> [PROMPT]:
Collect every line in the entries below that contains the word "window". Matching is case-sensitive.

> [RECORDS PROVIDED]:
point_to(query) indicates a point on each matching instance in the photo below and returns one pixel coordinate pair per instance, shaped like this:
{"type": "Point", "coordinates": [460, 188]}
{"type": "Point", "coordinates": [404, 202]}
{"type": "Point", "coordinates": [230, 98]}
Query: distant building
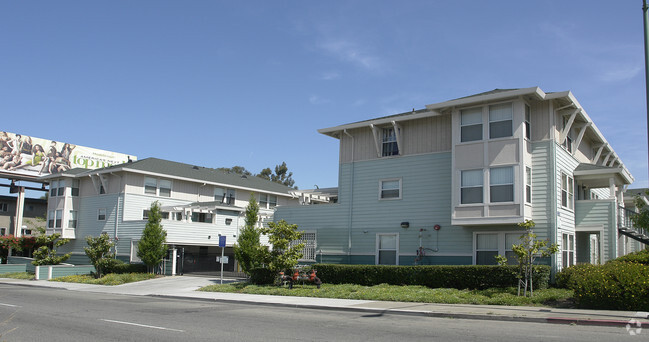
{"type": "Point", "coordinates": [448, 184]}
{"type": "Point", "coordinates": [198, 204]}
{"type": "Point", "coordinates": [33, 215]}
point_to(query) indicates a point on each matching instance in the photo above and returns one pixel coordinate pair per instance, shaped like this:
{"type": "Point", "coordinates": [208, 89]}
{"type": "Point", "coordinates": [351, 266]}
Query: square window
{"type": "Point", "coordinates": [500, 120]}
{"type": "Point", "coordinates": [471, 124]}
{"type": "Point", "coordinates": [390, 145]}
{"type": "Point", "coordinates": [501, 182]}
{"type": "Point", "coordinates": [390, 189]}
{"type": "Point", "coordinates": [471, 186]}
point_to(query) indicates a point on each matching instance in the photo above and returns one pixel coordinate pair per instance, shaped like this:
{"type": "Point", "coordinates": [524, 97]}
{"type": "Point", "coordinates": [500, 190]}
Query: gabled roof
{"type": "Point", "coordinates": [175, 170]}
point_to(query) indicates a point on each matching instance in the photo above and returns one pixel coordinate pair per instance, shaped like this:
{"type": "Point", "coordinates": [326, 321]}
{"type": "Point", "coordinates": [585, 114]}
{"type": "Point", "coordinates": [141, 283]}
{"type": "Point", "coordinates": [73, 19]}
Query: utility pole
{"type": "Point", "coordinates": [645, 16]}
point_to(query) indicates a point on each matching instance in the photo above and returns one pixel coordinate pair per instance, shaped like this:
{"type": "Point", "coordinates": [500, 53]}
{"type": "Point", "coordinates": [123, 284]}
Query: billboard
{"type": "Point", "coordinates": [29, 157]}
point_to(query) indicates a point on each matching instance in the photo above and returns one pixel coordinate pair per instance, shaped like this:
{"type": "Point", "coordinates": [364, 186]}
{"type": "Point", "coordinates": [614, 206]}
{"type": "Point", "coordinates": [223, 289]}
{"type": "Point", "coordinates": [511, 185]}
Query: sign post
{"type": "Point", "coordinates": [222, 245]}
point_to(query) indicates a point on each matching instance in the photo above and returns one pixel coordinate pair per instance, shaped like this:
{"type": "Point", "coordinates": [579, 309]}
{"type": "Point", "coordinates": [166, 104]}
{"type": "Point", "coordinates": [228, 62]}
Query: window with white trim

> [COMPLETE ANSWER]:
Query: square window
Query: window with white trim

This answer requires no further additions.